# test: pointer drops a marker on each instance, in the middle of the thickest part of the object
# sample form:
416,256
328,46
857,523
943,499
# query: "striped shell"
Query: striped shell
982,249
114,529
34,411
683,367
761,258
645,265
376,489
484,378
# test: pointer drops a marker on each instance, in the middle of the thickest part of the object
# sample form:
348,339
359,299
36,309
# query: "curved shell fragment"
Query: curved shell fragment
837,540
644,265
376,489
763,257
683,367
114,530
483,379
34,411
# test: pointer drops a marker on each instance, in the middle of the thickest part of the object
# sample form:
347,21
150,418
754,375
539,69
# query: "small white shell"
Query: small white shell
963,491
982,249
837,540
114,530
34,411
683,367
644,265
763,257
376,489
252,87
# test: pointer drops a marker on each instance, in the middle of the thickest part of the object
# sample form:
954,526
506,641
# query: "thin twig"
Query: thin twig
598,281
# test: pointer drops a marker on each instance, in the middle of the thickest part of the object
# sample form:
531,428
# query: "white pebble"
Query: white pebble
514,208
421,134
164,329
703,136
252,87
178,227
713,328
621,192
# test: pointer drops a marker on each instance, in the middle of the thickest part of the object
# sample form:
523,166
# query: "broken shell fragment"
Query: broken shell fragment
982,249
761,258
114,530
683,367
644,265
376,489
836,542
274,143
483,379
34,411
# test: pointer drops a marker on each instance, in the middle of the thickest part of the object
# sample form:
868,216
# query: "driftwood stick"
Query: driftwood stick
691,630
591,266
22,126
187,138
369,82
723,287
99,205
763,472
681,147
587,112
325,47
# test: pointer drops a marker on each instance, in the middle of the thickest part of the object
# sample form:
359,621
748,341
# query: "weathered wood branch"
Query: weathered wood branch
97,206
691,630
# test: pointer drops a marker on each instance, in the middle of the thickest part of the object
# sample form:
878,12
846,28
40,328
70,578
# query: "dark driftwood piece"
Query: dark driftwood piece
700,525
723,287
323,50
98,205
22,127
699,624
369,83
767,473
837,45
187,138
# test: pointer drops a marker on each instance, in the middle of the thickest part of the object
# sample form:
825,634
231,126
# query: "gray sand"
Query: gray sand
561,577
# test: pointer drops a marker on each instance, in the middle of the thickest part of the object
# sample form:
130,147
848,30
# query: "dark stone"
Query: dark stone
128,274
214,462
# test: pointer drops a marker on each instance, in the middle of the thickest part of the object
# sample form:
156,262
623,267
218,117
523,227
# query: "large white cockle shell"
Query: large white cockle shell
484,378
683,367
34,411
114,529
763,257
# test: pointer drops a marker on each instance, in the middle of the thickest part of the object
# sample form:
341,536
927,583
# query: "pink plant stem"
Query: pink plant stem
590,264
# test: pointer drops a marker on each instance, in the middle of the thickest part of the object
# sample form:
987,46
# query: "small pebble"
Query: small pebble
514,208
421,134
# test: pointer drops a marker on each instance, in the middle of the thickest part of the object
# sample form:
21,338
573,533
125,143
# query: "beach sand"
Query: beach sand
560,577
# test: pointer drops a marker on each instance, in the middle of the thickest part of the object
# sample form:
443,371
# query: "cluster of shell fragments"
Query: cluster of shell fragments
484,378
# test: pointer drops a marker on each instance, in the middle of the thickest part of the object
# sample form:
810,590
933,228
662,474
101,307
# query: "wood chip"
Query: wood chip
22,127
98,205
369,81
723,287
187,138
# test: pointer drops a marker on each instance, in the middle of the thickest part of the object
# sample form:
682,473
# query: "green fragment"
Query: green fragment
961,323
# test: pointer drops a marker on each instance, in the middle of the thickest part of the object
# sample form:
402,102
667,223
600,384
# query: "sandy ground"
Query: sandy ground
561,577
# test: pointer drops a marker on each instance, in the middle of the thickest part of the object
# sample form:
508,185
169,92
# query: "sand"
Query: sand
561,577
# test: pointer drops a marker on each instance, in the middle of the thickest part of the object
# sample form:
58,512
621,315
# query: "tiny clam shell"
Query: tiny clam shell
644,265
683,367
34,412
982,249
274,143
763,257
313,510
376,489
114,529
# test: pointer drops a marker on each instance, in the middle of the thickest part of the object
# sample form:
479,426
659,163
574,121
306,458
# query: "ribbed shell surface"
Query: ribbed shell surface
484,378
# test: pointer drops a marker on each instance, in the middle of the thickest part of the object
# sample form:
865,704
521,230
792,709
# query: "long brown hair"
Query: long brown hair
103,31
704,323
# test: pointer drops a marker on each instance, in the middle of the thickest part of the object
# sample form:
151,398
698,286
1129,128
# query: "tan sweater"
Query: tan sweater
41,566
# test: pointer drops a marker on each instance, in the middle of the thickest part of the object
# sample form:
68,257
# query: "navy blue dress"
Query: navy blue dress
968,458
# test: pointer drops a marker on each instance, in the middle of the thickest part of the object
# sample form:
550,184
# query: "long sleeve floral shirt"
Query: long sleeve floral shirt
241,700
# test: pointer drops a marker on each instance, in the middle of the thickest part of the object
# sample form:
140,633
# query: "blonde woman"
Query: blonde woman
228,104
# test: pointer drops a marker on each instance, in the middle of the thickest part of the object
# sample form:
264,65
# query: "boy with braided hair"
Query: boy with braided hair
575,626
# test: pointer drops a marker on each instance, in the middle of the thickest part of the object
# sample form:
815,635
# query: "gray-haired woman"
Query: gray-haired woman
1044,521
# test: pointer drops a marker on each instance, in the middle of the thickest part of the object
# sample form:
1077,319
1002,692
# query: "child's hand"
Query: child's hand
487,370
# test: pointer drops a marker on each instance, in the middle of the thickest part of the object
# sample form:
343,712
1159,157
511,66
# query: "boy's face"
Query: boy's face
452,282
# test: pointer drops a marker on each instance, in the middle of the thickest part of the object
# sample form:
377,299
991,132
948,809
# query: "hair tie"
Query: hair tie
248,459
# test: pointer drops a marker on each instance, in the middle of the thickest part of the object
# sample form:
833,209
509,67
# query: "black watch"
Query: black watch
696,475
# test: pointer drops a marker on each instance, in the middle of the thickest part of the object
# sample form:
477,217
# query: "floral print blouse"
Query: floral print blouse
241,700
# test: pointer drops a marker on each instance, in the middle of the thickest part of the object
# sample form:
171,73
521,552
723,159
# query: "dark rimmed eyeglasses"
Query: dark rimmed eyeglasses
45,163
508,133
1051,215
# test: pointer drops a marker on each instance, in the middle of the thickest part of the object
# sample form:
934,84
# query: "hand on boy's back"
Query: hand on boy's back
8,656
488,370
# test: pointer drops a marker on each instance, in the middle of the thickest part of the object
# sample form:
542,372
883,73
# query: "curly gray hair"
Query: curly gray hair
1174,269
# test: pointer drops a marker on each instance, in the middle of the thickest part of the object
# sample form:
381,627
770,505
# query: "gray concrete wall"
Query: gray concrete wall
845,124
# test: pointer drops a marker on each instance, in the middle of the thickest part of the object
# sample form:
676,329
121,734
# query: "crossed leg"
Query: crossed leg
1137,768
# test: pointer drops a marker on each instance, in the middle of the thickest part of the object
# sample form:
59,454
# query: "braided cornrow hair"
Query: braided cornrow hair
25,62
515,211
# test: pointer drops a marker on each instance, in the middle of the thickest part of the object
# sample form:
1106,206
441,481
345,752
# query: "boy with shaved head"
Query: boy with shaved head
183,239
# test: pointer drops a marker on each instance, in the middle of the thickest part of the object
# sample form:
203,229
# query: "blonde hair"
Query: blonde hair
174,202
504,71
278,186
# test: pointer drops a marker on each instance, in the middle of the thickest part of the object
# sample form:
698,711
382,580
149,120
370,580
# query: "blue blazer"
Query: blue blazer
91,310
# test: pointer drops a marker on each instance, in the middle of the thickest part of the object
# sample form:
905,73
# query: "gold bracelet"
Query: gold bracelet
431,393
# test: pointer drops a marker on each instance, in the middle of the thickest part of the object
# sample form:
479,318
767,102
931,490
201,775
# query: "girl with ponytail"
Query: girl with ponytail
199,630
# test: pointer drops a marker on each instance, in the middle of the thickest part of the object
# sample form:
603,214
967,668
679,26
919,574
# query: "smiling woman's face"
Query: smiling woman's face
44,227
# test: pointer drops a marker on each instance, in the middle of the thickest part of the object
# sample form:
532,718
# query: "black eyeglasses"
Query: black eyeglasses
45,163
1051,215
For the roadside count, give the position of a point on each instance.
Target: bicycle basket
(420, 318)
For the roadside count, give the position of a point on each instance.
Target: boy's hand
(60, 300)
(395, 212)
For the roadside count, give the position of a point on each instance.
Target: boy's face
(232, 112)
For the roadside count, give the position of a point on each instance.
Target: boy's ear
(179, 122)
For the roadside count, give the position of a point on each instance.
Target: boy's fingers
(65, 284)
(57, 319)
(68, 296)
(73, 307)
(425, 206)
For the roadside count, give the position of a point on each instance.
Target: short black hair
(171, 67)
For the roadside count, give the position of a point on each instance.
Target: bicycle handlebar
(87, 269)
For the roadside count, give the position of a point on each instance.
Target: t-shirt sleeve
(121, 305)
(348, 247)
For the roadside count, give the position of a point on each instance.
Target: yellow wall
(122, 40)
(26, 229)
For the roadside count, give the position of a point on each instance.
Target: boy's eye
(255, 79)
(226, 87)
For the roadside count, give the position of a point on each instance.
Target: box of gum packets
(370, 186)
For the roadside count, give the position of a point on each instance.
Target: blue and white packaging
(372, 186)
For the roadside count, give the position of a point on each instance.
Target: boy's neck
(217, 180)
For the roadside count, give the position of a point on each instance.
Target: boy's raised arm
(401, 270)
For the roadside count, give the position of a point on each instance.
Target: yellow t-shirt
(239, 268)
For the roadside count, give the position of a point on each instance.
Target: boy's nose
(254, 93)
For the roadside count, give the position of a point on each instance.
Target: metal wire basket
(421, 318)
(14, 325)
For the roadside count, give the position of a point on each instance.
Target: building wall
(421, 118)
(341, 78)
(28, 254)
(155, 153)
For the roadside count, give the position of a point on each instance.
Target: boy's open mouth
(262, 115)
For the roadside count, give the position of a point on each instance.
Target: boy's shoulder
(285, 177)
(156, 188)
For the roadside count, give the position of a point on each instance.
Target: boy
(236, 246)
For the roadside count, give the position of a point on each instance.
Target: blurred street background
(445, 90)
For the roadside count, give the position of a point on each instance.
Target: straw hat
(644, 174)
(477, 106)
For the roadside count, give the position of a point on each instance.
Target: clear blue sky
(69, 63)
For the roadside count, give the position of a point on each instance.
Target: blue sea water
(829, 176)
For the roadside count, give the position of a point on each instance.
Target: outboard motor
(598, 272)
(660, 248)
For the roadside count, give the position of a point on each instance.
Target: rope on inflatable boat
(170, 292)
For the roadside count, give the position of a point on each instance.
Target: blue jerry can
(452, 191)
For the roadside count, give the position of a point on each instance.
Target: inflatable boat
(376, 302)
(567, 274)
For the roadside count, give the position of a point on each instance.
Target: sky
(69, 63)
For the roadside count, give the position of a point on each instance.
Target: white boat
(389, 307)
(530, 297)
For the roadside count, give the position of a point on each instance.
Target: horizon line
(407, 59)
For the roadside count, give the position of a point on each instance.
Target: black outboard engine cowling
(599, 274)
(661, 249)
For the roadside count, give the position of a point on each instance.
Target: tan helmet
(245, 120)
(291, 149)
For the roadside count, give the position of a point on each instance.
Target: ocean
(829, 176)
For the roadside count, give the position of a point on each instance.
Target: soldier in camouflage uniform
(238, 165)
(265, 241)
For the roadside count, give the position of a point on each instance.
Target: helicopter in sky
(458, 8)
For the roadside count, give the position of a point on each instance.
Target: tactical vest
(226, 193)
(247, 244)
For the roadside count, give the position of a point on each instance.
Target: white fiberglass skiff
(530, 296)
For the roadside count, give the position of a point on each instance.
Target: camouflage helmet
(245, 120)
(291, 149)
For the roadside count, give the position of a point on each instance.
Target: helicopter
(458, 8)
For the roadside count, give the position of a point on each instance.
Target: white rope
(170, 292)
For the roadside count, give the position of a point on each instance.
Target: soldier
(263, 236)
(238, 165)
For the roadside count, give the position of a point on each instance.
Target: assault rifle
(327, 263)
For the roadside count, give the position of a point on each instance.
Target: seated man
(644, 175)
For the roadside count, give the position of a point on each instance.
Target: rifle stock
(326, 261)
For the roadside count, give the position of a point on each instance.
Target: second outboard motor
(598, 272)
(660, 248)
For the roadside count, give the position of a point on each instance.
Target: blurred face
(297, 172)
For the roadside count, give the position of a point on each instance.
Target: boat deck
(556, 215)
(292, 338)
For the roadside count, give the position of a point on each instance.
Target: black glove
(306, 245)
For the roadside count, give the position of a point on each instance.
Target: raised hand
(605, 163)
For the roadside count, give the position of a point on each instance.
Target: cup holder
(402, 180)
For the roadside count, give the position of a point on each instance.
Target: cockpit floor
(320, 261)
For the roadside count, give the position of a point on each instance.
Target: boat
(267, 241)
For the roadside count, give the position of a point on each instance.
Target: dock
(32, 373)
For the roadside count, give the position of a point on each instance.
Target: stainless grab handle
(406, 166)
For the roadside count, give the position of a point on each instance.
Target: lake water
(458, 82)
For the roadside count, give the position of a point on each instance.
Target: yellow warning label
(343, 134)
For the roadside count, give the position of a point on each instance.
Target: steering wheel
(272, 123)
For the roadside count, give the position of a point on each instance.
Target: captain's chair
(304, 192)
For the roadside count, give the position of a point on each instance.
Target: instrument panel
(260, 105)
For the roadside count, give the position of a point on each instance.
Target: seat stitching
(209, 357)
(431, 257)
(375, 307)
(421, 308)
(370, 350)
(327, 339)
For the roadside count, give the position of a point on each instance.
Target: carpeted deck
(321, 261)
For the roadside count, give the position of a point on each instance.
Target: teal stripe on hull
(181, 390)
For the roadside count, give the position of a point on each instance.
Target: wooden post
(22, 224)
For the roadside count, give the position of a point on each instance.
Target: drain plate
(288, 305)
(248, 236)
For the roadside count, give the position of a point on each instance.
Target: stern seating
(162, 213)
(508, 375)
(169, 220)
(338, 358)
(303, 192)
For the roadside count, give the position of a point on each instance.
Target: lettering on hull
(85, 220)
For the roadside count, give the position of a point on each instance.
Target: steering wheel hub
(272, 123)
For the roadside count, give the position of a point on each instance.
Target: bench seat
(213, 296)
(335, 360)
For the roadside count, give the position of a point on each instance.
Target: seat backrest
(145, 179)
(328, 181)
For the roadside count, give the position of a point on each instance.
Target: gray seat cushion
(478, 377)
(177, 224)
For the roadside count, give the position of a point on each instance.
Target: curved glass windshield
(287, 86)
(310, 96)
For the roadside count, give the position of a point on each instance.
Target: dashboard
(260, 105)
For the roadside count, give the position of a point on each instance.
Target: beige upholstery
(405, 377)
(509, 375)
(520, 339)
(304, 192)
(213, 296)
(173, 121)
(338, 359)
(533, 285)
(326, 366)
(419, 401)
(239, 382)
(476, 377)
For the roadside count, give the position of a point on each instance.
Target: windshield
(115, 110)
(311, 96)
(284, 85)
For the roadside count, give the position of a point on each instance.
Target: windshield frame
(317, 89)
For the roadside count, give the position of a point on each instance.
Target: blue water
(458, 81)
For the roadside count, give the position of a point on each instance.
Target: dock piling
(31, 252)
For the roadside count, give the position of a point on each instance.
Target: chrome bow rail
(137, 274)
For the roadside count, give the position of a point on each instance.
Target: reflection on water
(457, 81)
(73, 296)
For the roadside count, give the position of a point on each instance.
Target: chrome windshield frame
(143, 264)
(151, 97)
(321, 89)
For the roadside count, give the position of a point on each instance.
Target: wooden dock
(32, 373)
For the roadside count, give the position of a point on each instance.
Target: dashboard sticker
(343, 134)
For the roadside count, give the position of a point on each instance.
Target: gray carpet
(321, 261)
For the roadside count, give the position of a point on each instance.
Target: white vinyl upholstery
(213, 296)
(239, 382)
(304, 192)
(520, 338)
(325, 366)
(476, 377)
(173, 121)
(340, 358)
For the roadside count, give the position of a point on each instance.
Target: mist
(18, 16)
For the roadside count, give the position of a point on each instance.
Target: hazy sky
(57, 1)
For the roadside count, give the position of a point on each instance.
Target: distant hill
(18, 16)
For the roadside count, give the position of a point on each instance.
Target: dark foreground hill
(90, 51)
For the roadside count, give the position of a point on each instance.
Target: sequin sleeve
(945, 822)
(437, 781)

### Problem requirements
Identify each line in the entries above that contains the word "with" and copy those lines.

### Answer below
# query: "boy with braided hair"
Query: boy with braided hair
# query: "boy with shaved head"
Query: boy with shaved head
# query: "girl with ponytail"
Query: girl with ponytail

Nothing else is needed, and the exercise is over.